● **EXTRACTED ENTRIES**
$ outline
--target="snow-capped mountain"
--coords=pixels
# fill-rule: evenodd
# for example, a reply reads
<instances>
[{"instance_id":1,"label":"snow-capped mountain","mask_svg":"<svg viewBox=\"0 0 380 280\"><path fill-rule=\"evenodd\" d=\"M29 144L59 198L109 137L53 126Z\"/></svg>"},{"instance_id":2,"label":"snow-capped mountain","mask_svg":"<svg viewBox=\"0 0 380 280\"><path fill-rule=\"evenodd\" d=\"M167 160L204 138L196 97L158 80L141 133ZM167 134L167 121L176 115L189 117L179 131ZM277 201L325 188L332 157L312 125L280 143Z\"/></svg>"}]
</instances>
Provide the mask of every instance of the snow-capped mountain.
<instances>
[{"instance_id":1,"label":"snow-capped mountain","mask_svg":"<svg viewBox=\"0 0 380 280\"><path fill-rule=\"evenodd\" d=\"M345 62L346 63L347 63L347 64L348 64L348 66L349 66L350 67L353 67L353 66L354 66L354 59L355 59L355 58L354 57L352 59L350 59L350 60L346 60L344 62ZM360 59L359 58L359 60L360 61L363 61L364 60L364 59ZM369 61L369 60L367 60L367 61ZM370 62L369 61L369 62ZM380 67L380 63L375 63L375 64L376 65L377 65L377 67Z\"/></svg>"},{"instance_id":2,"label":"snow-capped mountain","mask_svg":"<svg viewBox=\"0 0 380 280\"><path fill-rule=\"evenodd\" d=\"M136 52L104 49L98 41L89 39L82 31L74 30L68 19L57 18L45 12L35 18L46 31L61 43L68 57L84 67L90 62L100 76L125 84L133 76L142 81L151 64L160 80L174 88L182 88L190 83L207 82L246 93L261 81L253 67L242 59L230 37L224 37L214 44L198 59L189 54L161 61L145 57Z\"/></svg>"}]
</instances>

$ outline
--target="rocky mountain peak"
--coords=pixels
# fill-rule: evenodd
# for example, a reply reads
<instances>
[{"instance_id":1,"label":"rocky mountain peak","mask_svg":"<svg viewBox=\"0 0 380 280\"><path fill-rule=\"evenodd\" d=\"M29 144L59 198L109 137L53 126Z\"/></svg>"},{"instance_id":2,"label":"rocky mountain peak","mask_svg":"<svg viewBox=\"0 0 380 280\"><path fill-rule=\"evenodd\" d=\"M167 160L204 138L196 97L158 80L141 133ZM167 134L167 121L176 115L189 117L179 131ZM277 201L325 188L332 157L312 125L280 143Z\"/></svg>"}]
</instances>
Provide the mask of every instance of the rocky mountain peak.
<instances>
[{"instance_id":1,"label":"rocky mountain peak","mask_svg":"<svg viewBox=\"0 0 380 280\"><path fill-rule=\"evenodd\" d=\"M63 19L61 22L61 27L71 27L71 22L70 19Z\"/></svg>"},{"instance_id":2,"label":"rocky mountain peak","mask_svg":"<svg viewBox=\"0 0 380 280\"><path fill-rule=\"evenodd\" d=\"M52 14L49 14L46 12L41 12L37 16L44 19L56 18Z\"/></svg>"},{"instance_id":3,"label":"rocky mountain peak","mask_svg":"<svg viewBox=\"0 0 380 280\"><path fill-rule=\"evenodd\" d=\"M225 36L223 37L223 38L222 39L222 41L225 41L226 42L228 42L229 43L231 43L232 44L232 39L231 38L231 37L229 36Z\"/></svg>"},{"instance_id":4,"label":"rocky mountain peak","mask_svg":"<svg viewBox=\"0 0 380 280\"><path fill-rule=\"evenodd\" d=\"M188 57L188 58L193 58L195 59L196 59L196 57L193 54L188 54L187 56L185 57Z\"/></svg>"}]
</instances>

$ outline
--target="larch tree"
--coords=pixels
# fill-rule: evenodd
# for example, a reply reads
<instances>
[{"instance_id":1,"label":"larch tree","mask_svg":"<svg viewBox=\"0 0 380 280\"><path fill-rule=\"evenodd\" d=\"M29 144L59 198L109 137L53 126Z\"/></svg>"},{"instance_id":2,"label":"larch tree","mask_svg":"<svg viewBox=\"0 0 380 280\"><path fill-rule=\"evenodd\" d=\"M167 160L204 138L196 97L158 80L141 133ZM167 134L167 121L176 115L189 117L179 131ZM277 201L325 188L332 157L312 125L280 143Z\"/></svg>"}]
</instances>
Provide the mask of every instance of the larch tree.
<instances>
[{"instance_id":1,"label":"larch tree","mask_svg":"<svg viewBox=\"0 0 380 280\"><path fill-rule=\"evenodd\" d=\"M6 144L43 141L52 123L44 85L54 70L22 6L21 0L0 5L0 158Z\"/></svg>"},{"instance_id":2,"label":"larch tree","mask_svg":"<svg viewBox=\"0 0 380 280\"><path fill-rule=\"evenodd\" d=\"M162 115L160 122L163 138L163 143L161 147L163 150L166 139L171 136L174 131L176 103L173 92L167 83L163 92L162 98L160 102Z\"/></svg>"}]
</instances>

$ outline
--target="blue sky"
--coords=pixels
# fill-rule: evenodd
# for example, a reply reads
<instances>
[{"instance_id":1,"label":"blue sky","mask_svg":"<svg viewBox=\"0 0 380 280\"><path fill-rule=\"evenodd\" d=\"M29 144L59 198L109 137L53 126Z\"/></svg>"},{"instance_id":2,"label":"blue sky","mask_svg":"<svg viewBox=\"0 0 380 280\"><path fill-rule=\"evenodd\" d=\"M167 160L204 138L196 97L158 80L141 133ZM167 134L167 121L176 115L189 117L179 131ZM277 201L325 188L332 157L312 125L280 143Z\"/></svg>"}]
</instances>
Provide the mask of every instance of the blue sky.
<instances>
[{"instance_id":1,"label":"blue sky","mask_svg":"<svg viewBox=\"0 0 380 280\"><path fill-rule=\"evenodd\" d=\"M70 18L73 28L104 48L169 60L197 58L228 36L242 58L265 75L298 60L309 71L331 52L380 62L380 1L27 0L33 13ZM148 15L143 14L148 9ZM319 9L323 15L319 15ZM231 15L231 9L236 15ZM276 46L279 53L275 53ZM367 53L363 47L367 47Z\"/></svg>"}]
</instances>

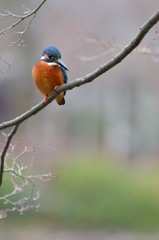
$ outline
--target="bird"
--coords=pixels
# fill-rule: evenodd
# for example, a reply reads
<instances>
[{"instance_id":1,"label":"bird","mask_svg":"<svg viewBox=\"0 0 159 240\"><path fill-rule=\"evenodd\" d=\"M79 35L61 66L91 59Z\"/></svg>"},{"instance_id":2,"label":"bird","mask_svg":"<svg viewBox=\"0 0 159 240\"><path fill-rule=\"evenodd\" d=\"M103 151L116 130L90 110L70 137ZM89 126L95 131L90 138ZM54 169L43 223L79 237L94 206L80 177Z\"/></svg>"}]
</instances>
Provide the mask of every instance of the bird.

● **WHAT THIS TASK INVOLVES**
Every record above should be written out again without change, except that the pictures are left out.

● **CORRECT OUTPUT**
$ outline
--target="snow-capped mountain"
--coords=pixels
# fill-rule: evenodd
# for example, a reply reads
<instances>
[{"instance_id":1,"label":"snow-capped mountain","mask_svg":"<svg viewBox=\"0 0 380 280\"><path fill-rule=\"evenodd\" d=\"M29 144L59 198L109 137L53 126Z\"/></svg>"},{"instance_id":2,"label":"snow-capped mountain","mask_svg":"<svg viewBox=\"0 0 380 280\"><path fill-rule=\"evenodd\" d=\"M167 160L204 138L196 97L158 80L141 133ZM167 134L167 121L176 115L189 117L179 131ZM277 201L325 188L332 157L312 125L280 143Z\"/></svg>"}]
</instances>
Provide the mask of every instance of the snow-capped mountain.
<instances>
[{"instance_id":1,"label":"snow-capped mountain","mask_svg":"<svg viewBox=\"0 0 380 280\"><path fill-rule=\"evenodd\" d=\"M345 62L346 63L347 63L347 64L348 64L348 66L349 66L350 67L353 67L353 66L354 66L354 59L355 59L355 58L354 57L352 59L350 59L350 60L346 60L344 62ZM360 59L359 58L359 60L360 61L363 61L364 60L364 59ZM369 61L369 60L367 60L367 61ZM370 62L369 61L369 62ZM380 67L380 63L375 63L375 64L376 65L377 65L377 67Z\"/></svg>"},{"instance_id":2,"label":"snow-capped mountain","mask_svg":"<svg viewBox=\"0 0 380 280\"><path fill-rule=\"evenodd\" d=\"M136 52L104 49L98 41L89 39L82 31L74 30L68 19L57 18L45 12L35 18L46 31L61 43L68 57L84 67L90 62L100 76L125 84L133 76L142 81L151 64L160 80L174 88L182 88L190 83L207 82L246 93L261 81L253 67L242 59L230 37L224 37L214 44L198 59L189 54L161 61L145 57Z\"/></svg>"}]
</instances>

$ outline
--target="rocky mountain peak"
--coords=pixels
# fill-rule: evenodd
# for example, a reply reads
<instances>
[{"instance_id":1,"label":"rocky mountain peak","mask_svg":"<svg viewBox=\"0 0 380 280\"><path fill-rule=\"evenodd\" d=\"M29 144L59 198L109 137L53 126Z\"/></svg>"},{"instance_id":2,"label":"rocky mountain peak","mask_svg":"<svg viewBox=\"0 0 380 280\"><path fill-rule=\"evenodd\" d=\"M167 160L204 138L196 97L158 80L141 133ZM167 134L167 121L176 115L189 117L179 131ZM277 201L325 188L332 157L312 125L280 143Z\"/></svg>"}]
</instances>
Provide the mask of every instance of the rocky mountain peak.
<instances>
[{"instance_id":1,"label":"rocky mountain peak","mask_svg":"<svg viewBox=\"0 0 380 280\"><path fill-rule=\"evenodd\" d=\"M63 19L61 22L61 27L71 27L71 22L70 19Z\"/></svg>"},{"instance_id":2,"label":"rocky mountain peak","mask_svg":"<svg viewBox=\"0 0 380 280\"><path fill-rule=\"evenodd\" d=\"M52 14L49 14L46 12L41 12L37 16L44 19L56 18Z\"/></svg>"},{"instance_id":3,"label":"rocky mountain peak","mask_svg":"<svg viewBox=\"0 0 380 280\"><path fill-rule=\"evenodd\" d=\"M225 36L223 37L223 38L222 39L222 41L225 41L226 42L228 42L229 43L231 43L232 44L232 39L231 38L231 37L229 36Z\"/></svg>"},{"instance_id":4,"label":"rocky mountain peak","mask_svg":"<svg viewBox=\"0 0 380 280\"><path fill-rule=\"evenodd\" d=\"M188 57L188 58L193 58L195 59L196 59L196 57L193 54L188 54L187 56L185 57Z\"/></svg>"}]
</instances>

$ outline
--target="larch tree"
--coords=pixels
# fill-rule: evenodd
# for example, a reply reads
<instances>
[{"instance_id":1,"label":"larch tree","mask_svg":"<svg viewBox=\"0 0 380 280\"><path fill-rule=\"evenodd\" d=\"M29 144L59 198L109 137L53 126Z\"/></svg>"},{"instance_id":2,"label":"larch tree","mask_svg":"<svg viewBox=\"0 0 380 280\"><path fill-rule=\"evenodd\" d=\"M167 160L204 138L196 97L158 80L141 133ZM167 134L167 121L176 115L189 117L179 131ZM277 201L325 188L332 157L312 125L280 143Z\"/></svg>"}]
</instances>
Provide the mask of every instance of the larch tree.
<instances>
[{"instance_id":1,"label":"larch tree","mask_svg":"<svg viewBox=\"0 0 380 280\"><path fill-rule=\"evenodd\" d=\"M6 144L43 141L52 123L44 85L54 70L22 6L21 0L0 5L0 158Z\"/></svg>"},{"instance_id":2,"label":"larch tree","mask_svg":"<svg viewBox=\"0 0 380 280\"><path fill-rule=\"evenodd\" d=\"M162 115L160 122L163 138L163 143L161 147L163 150L166 139L171 136L174 131L176 103L173 92L167 83L163 92L162 98L160 102Z\"/></svg>"}]
</instances>

$ outline
--target="blue sky"
--coords=pixels
# fill-rule: evenodd
# for example, a reply reads
<instances>
[{"instance_id":1,"label":"blue sky","mask_svg":"<svg viewBox=\"0 0 380 280\"><path fill-rule=\"evenodd\" d=\"M29 144L59 198L109 137L53 126Z\"/></svg>"},{"instance_id":2,"label":"blue sky","mask_svg":"<svg viewBox=\"0 0 380 280\"><path fill-rule=\"evenodd\" d=\"M167 160L204 138L196 97L158 80L141 133ZM167 134L167 121L176 115L189 117L179 131ZM277 201L325 188L332 157L312 125L280 143Z\"/></svg>"}]
</instances>
Provide the mask of every instance of the blue sky.
<instances>
[{"instance_id":1,"label":"blue sky","mask_svg":"<svg viewBox=\"0 0 380 280\"><path fill-rule=\"evenodd\" d=\"M70 18L73 28L104 48L169 60L197 58L228 36L242 58L265 75L298 60L309 71L331 52L380 62L380 1L27 0L33 13ZM148 15L143 14L148 9ZM319 9L323 15L319 15ZM231 15L231 9L236 15ZM276 46L279 53L275 53ZM367 53L363 47L367 47Z\"/></svg>"}]
</instances>

$ outline
--target="bird"
--coords=pixels
# fill-rule: evenodd
# for example, a reply reads
<instances>
[{"instance_id":1,"label":"bird","mask_svg":"<svg viewBox=\"0 0 159 240\"><path fill-rule=\"evenodd\" d=\"M79 35L61 66L91 59Z\"/></svg>"},{"instance_id":2,"label":"bird","mask_svg":"<svg viewBox=\"0 0 159 240\"><path fill-rule=\"evenodd\" d=\"M103 151L116 130L90 110L70 137ZM89 126L95 131L90 138ZM54 169L43 223L79 237L94 206L80 177Z\"/></svg>"}]
</instances>
Provide the mask of every instance of the bird.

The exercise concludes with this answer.